Copy out everything from the line containing "Detect all instances of street" down to the line containing "[230,126,246,152]", both of those lines included.
— Start RECORD SET —
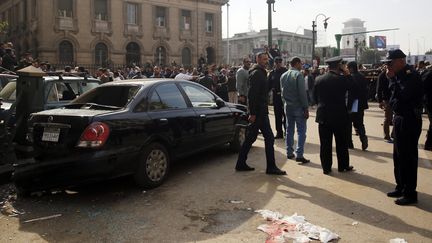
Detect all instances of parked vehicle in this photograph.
[13,80,247,193]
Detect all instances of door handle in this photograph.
[159,118,168,124]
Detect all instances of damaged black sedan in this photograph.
[13,80,247,194]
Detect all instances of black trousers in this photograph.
[393,115,422,197]
[273,92,286,135]
[348,110,367,144]
[318,124,349,171]
[237,114,276,170]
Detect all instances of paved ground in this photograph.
[0,101,432,242]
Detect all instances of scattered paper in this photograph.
[390,238,408,243]
[255,210,339,243]
[24,214,62,223]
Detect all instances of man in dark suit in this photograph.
[386,49,423,205]
[268,57,288,139]
[347,61,369,150]
[235,53,286,175]
[314,57,354,175]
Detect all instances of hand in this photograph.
[248,115,256,123]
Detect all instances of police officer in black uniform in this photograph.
[347,61,369,150]
[314,57,355,175]
[386,49,423,205]
[268,57,288,139]
[235,52,286,175]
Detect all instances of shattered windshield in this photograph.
[67,85,140,109]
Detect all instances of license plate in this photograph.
[42,127,60,142]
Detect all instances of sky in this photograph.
[222,0,432,55]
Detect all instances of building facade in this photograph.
[341,18,368,56]
[223,28,312,65]
[0,0,227,66]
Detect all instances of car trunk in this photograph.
[29,109,113,158]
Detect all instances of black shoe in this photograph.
[236,165,255,171]
[387,190,402,198]
[338,166,354,172]
[275,134,283,139]
[266,168,286,175]
[395,197,417,206]
[323,169,331,175]
[296,157,310,164]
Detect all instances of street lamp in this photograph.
[267,0,276,49]
[312,13,330,67]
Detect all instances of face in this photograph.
[257,54,268,66]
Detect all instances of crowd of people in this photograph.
[0,39,432,205]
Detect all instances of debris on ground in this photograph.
[24,214,62,223]
[255,210,339,243]
[390,238,408,243]
[229,200,244,204]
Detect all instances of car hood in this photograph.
[33,108,118,117]
[1,101,13,110]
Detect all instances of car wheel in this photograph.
[135,143,170,188]
[15,183,31,198]
[230,126,246,152]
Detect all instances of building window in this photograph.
[57,0,73,18]
[59,40,74,64]
[126,42,141,65]
[126,3,138,24]
[95,43,108,66]
[205,13,213,32]
[155,46,166,66]
[156,7,167,28]
[94,0,108,21]
[180,10,192,30]
[182,47,192,65]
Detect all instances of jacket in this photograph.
[248,64,269,116]
[314,71,355,123]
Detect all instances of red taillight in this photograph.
[77,122,110,148]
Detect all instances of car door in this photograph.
[148,83,198,156]
[180,82,234,146]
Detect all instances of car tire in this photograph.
[230,126,247,153]
[134,143,170,189]
[15,183,31,198]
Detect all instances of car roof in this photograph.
[101,78,184,86]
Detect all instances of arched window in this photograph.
[59,40,74,64]
[206,47,216,64]
[155,46,167,66]
[95,43,108,66]
[182,47,192,66]
[126,42,141,65]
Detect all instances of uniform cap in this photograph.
[325,56,342,64]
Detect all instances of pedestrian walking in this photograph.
[235,53,286,175]
[347,61,369,150]
[268,57,287,139]
[280,57,310,163]
[386,49,423,205]
[376,65,393,143]
[314,57,354,175]
[236,57,251,105]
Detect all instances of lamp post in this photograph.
[227,1,230,64]
[267,0,276,49]
[311,13,330,67]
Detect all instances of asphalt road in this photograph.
[0,104,432,242]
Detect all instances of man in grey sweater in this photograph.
[280,57,310,163]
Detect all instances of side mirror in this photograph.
[216,98,225,108]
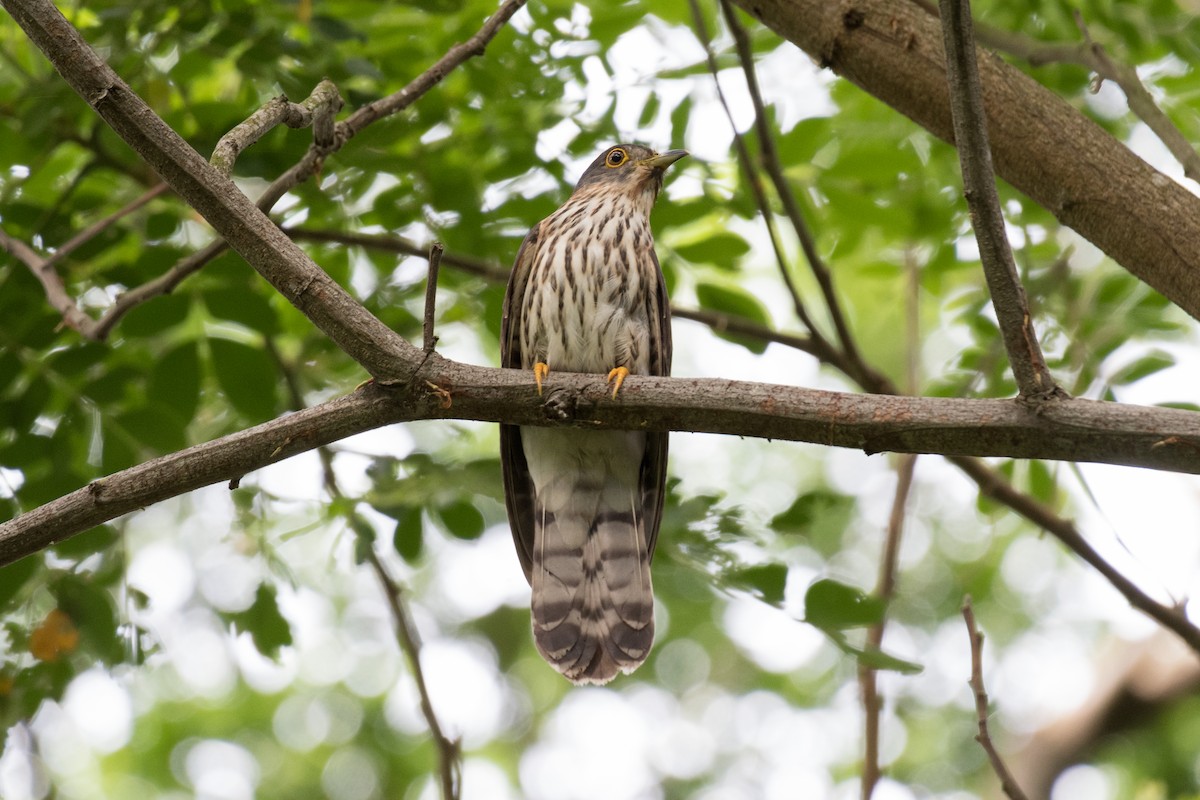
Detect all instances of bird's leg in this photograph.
[605,367,629,399]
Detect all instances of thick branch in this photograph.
[976,14,1200,182]
[734,0,1200,319]
[7,359,1200,566]
[941,0,1062,397]
[209,78,342,176]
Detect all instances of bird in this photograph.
[500,144,688,685]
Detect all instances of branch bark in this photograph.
[734,0,1200,319]
[7,357,1200,568]
[941,0,1066,398]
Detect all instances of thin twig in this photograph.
[0,229,92,336]
[272,229,1200,652]
[962,595,1026,800]
[721,0,862,371]
[209,78,343,175]
[264,336,462,800]
[947,456,1200,654]
[858,251,920,800]
[43,184,167,269]
[421,241,445,353]
[283,228,509,283]
[336,0,526,142]
[77,0,526,339]
[940,0,1066,399]
[976,10,1200,182]
[688,0,835,355]
[366,547,462,800]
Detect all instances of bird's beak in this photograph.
[642,150,688,169]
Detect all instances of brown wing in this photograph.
[641,248,672,560]
[500,225,540,582]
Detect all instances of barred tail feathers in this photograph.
[522,428,654,684]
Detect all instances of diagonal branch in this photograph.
[43,184,167,269]
[941,0,1066,399]
[265,337,462,800]
[0,229,94,336]
[2,0,432,375]
[366,547,462,800]
[7,359,1200,561]
[733,0,1200,319]
[48,0,526,341]
[209,78,343,178]
[688,0,836,357]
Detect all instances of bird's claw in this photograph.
[605,367,629,399]
[533,361,550,397]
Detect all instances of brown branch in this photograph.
[366,547,462,800]
[733,0,1200,319]
[962,596,1026,800]
[267,229,1200,651]
[0,229,94,336]
[48,0,526,339]
[688,0,836,359]
[421,241,445,353]
[7,357,1200,563]
[720,0,865,380]
[949,455,1200,652]
[44,184,167,267]
[858,252,920,800]
[940,0,1066,399]
[976,10,1200,182]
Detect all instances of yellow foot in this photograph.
[605,367,629,399]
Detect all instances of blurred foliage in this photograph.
[0,0,1200,800]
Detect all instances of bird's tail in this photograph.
[533,477,654,684]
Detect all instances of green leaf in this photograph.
[204,287,280,335]
[223,583,292,658]
[674,233,750,270]
[696,283,770,354]
[1109,350,1175,386]
[50,575,125,663]
[724,563,787,606]
[437,500,484,539]
[149,342,200,422]
[209,338,278,420]
[804,578,884,631]
[388,506,424,564]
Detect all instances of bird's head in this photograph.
[575,144,688,201]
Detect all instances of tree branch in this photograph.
[2,0,414,375]
[688,0,836,360]
[209,78,343,176]
[0,228,94,336]
[941,0,1066,399]
[720,0,865,380]
[43,184,167,268]
[18,0,526,340]
[7,357,1200,563]
[734,0,1200,319]
[962,597,1026,800]
[366,547,462,800]
[976,8,1200,182]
— End RECORD SET —
ANSWER TO THE PROBLEM:
Detect all instances of street lamp in this photograph.
[267,0,276,49]
[312,13,330,67]
Detect all instances of face in this photograph.
[257,54,268,66]
Detect all instances of crowd of people in this photograph.
[0,39,432,205]
Detect all instances of debris on ground in this photograph.
[24,214,62,223]
[255,210,339,243]
[390,238,408,243]
[229,200,244,204]
Detect all instances of car hood in this photograph.
[33,108,118,117]
[1,101,13,110]
Detect all instances of car wheel in this photograph.
[135,143,170,188]
[15,183,31,198]
[230,126,246,152]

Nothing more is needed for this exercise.